▽

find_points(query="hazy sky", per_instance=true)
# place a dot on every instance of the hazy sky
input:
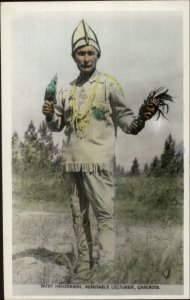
(143, 50)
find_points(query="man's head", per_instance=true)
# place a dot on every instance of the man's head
(85, 48)
(86, 59)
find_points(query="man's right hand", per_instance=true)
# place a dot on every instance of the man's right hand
(48, 109)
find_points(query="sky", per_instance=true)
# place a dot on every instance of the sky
(142, 49)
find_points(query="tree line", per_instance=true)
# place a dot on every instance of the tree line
(36, 150)
(169, 163)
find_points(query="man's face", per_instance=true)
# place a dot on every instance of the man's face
(86, 59)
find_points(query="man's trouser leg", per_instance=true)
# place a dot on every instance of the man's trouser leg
(81, 223)
(100, 190)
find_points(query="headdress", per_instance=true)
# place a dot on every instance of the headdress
(83, 36)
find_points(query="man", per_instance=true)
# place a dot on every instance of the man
(89, 110)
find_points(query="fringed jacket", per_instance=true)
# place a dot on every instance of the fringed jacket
(90, 115)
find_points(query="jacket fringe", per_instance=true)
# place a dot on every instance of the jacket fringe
(86, 167)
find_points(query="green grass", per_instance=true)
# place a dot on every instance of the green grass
(42, 188)
(150, 209)
(150, 199)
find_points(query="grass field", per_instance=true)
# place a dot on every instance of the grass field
(149, 227)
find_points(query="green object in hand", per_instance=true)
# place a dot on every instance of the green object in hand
(50, 93)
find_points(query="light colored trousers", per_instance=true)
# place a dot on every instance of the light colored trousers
(97, 189)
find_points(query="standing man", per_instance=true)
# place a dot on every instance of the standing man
(89, 110)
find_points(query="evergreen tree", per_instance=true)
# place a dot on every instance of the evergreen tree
(16, 152)
(168, 154)
(155, 166)
(135, 167)
(46, 145)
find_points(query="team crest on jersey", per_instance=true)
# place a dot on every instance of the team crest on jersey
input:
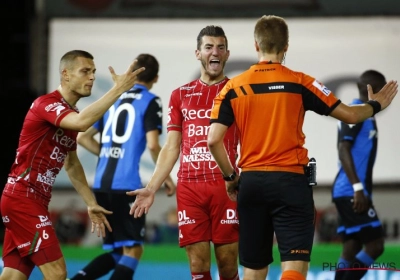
(321, 87)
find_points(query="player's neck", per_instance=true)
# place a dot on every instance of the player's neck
(271, 58)
(211, 80)
(70, 99)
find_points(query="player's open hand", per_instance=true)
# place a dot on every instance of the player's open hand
(99, 220)
(385, 95)
(125, 81)
(144, 200)
(232, 189)
(170, 187)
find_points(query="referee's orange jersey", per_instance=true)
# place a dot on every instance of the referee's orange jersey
(268, 104)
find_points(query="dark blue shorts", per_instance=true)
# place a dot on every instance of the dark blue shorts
(126, 230)
(362, 226)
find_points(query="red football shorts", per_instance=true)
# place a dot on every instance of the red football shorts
(28, 230)
(205, 213)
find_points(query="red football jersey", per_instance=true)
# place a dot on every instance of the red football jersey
(43, 147)
(189, 112)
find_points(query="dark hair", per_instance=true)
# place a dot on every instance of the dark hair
(70, 56)
(272, 34)
(213, 31)
(150, 63)
(376, 79)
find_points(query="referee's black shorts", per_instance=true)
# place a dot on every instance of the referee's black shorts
(280, 202)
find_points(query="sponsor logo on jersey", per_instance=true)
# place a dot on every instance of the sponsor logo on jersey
(276, 87)
(112, 152)
(131, 95)
(48, 178)
(321, 87)
(44, 221)
(24, 245)
(187, 88)
(55, 107)
(199, 153)
(63, 139)
(183, 219)
(196, 114)
(193, 94)
(231, 217)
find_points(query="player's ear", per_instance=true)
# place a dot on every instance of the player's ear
(256, 46)
(286, 48)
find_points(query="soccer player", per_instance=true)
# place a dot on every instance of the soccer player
(205, 212)
(267, 103)
(47, 143)
(359, 225)
(133, 122)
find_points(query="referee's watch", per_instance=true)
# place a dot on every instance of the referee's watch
(230, 177)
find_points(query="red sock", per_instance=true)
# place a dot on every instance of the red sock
(201, 275)
(236, 277)
(292, 275)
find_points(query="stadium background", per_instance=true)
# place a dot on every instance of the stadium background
(331, 40)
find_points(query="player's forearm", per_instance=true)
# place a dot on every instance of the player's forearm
(91, 145)
(165, 163)
(77, 177)
(220, 155)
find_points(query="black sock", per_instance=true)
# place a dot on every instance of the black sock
(98, 267)
(339, 274)
(122, 272)
(355, 274)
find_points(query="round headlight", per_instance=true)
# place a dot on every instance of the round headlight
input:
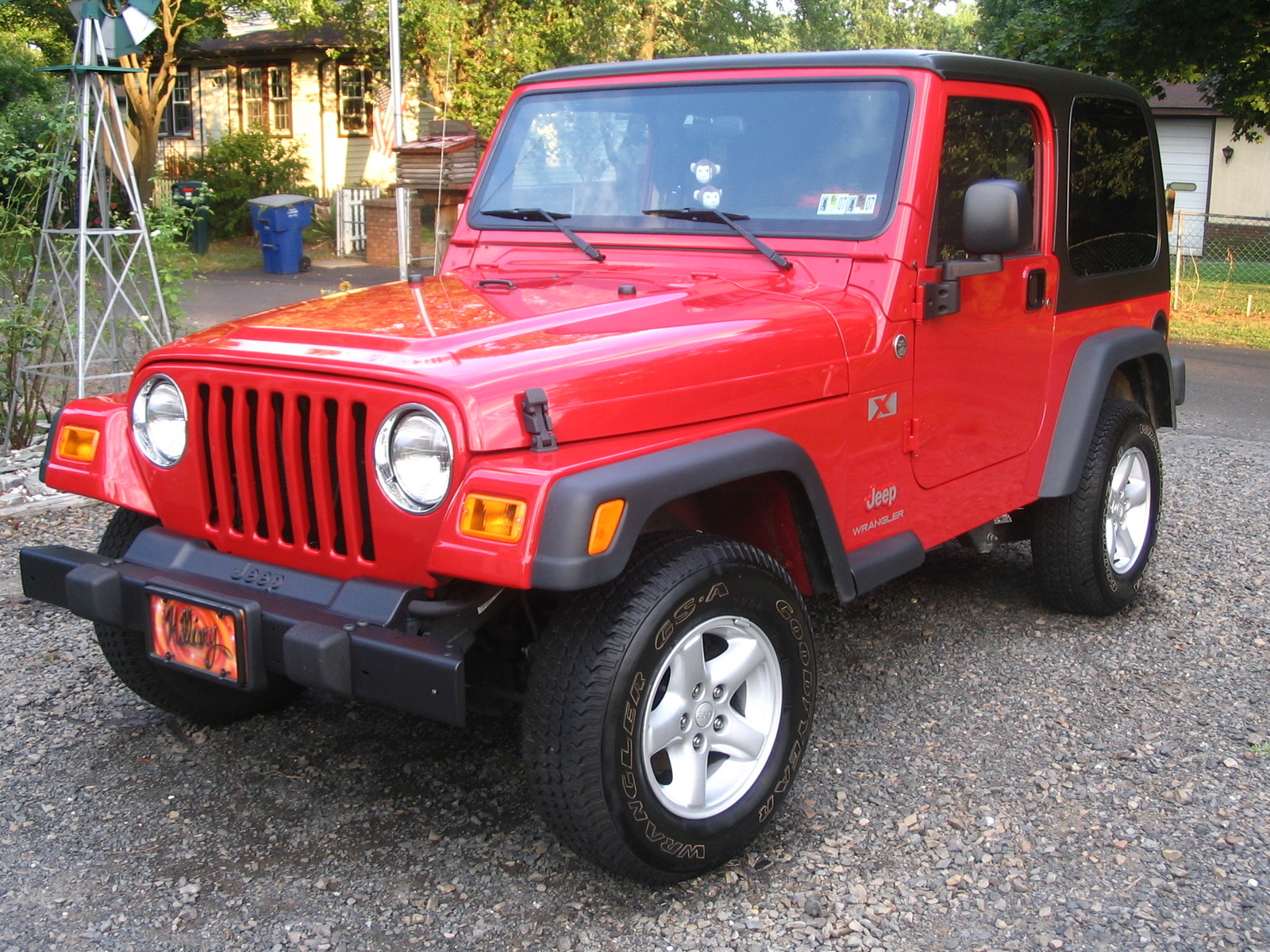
(413, 459)
(159, 420)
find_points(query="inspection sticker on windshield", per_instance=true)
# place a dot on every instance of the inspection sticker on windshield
(846, 203)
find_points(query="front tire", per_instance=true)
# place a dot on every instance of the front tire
(1090, 549)
(177, 693)
(668, 710)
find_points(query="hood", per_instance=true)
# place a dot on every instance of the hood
(615, 351)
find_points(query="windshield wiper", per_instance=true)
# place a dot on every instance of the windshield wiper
(552, 219)
(730, 220)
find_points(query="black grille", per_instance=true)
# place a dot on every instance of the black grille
(287, 467)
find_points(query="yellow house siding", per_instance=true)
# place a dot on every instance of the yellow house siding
(1240, 186)
(333, 160)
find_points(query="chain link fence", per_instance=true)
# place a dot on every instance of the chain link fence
(1221, 266)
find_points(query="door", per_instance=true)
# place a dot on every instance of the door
(979, 374)
(1185, 152)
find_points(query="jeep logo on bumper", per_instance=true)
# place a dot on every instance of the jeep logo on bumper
(260, 578)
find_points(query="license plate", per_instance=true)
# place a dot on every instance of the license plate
(201, 638)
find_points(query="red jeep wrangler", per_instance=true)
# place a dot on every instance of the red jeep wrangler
(711, 336)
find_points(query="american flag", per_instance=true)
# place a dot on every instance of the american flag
(383, 126)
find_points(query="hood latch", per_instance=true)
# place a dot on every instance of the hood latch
(537, 420)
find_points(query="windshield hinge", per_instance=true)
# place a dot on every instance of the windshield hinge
(537, 420)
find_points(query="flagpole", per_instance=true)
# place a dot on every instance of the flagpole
(403, 194)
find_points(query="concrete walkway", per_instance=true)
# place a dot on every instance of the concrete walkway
(222, 296)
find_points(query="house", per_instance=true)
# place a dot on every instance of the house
(302, 86)
(1198, 148)
(1218, 186)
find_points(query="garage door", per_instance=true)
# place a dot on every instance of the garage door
(1185, 152)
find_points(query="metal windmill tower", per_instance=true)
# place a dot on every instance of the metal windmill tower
(95, 270)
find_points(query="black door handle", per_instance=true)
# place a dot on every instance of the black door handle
(1035, 289)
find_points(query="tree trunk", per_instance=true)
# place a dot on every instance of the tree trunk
(648, 29)
(146, 130)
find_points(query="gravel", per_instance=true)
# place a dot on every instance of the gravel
(986, 774)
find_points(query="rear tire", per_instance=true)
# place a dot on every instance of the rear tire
(177, 693)
(668, 710)
(1090, 549)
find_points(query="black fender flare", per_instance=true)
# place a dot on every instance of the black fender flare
(649, 482)
(1087, 380)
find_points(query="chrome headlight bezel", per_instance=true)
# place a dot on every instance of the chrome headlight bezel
(141, 422)
(416, 499)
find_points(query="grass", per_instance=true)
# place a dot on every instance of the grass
(1216, 308)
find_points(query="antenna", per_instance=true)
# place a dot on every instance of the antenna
(95, 270)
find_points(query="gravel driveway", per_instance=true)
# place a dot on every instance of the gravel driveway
(986, 774)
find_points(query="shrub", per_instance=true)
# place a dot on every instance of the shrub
(245, 165)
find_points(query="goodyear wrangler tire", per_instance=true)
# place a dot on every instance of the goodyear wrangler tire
(1090, 549)
(188, 697)
(668, 710)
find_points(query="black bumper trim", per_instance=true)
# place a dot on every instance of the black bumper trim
(308, 634)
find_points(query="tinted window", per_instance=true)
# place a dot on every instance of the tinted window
(983, 139)
(1111, 217)
(816, 159)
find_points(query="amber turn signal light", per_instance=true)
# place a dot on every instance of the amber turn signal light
(78, 443)
(603, 526)
(493, 517)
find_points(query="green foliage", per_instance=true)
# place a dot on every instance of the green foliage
(46, 25)
(470, 55)
(882, 25)
(29, 125)
(245, 165)
(1222, 44)
(169, 228)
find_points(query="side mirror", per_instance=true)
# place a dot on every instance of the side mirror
(996, 217)
(996, 220)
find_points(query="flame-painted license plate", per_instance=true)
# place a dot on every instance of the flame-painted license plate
(201, 638)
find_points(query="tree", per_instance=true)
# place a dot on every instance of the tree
(29, 126)
(882, 25)
(1221, 44)
(48, 25)
(150, 89)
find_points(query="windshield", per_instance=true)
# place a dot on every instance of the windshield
(798, 159)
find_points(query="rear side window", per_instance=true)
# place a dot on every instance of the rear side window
(1111, 215)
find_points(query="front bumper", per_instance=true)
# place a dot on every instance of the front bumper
(347, 638)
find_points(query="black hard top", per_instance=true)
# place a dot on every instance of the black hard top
(956, 67)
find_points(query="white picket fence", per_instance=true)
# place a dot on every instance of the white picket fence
(346, 205)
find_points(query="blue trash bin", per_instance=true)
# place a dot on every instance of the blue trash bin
(279, 221)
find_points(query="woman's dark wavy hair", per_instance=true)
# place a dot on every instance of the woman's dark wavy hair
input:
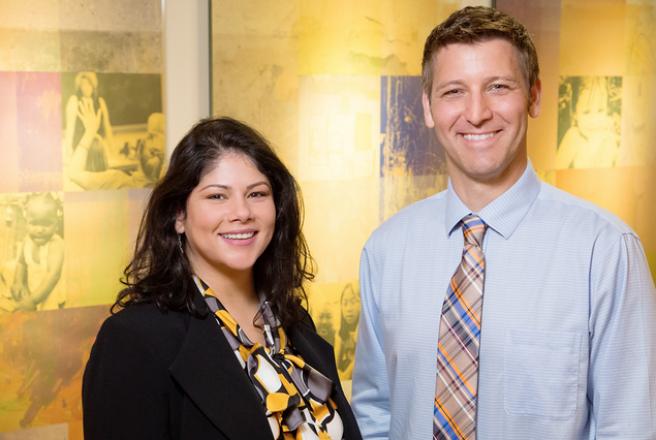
(160, 273)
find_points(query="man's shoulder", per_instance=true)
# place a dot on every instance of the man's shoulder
(583, 212)
(427, 211)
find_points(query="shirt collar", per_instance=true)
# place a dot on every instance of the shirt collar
(502, 214)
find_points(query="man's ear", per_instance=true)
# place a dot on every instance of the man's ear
(428, 116)
(179, 222)
(535, 95)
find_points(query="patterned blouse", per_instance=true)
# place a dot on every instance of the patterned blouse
(295, 396)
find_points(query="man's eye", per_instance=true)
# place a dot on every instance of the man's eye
(452, 92)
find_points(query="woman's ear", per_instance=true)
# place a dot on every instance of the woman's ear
(179, 222)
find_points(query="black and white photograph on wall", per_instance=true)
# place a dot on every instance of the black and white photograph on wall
(31, 252)
(589, 121)
(113, 130)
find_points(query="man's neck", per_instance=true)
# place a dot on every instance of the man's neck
(477, 194)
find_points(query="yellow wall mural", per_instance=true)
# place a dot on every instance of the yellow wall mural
(333, 86)
(336, 87)
(71, 195)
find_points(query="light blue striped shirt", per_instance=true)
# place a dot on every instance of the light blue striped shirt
(568, 342)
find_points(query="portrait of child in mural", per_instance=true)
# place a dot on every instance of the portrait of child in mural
(126, 151)
(349, 304)
(33, 255)
(589, 118)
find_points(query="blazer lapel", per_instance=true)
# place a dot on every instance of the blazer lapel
(207, 370)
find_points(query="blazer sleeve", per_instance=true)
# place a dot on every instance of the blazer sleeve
(124, 386)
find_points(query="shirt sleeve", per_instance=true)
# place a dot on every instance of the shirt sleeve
(123, 390)
(622, 376)
(370, 400)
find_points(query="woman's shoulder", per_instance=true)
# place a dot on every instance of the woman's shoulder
(146, 325)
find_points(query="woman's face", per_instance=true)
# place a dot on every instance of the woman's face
(350, 306)
(230, 218)
(86, 88)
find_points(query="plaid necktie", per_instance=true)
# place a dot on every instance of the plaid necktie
(454, 413)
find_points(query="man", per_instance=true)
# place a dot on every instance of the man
(547, 328)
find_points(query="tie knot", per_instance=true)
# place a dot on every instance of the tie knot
(473, 229)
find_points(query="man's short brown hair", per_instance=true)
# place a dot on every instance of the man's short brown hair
(474, 24)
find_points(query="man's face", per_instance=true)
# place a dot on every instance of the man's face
(478, 107)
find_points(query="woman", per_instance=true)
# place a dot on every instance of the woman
(345, 345)
(212, 341)
(88, 130)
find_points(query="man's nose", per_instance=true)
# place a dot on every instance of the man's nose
(478, 109)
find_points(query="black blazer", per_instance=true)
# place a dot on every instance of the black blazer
(155, 375)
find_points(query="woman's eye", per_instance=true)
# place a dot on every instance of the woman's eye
(498, 87)
(256, 194)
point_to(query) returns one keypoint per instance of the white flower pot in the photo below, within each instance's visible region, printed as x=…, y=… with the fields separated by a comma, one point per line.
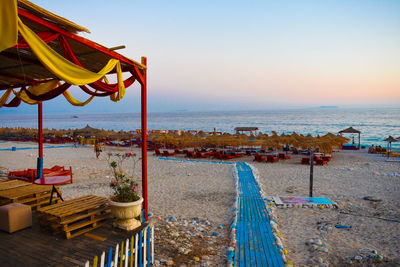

△

All lines in the entries above that include "crest" should be found and copied.

Result of this exercise »
find_points(query="team crest on jersey", per_instance=true)
# place a dot on every instance of the team crest on jersey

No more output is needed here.